[Collected data entries]
§ §

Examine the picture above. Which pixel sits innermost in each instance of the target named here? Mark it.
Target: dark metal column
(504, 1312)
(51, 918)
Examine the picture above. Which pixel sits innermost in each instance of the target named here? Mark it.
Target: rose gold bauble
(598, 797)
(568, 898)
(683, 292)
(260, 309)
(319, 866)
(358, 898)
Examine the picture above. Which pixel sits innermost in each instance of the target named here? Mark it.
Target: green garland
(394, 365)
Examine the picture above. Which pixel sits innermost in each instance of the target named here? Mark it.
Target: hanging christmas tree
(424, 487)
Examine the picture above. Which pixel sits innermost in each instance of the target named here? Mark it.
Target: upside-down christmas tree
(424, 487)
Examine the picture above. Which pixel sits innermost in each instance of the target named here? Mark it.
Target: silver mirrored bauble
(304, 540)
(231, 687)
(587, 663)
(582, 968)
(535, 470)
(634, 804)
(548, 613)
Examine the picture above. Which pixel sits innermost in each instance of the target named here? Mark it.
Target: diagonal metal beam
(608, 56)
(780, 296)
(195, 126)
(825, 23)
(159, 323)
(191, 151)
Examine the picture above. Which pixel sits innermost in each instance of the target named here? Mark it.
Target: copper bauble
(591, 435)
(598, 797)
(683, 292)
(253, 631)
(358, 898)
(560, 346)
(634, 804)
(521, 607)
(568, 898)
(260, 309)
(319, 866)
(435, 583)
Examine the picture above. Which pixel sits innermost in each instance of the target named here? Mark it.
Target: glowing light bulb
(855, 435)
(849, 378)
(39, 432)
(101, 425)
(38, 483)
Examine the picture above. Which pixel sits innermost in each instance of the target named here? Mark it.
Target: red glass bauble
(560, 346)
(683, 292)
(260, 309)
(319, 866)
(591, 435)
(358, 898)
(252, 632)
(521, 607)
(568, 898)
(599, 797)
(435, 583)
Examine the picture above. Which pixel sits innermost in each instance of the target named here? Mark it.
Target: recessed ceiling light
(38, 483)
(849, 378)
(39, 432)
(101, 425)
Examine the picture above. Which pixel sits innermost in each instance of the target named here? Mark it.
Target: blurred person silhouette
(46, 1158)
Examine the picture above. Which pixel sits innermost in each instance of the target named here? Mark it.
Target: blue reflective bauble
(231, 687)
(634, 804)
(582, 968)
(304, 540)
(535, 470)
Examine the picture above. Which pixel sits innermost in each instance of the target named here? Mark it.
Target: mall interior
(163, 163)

§ §

Write out, word for word, the line containing "Target: blurred person silhouette" and all the lines after it in the entries above, and nothing more.

→ **Solved exercise**
Target: blurred person silhouette
(46, 1158)
Examine the picture above. Which pixel sits innermost in each instance of the target named here? Mark it.
Target: blue reflective bauble
(231, 687)
(634, 804)
(582, 968)
(304, 540)
(535, 470)
Examine the picture above. Which pixel sits innermost in each instance of the target named here? Mark it.
Target: mall interior
(163, 163)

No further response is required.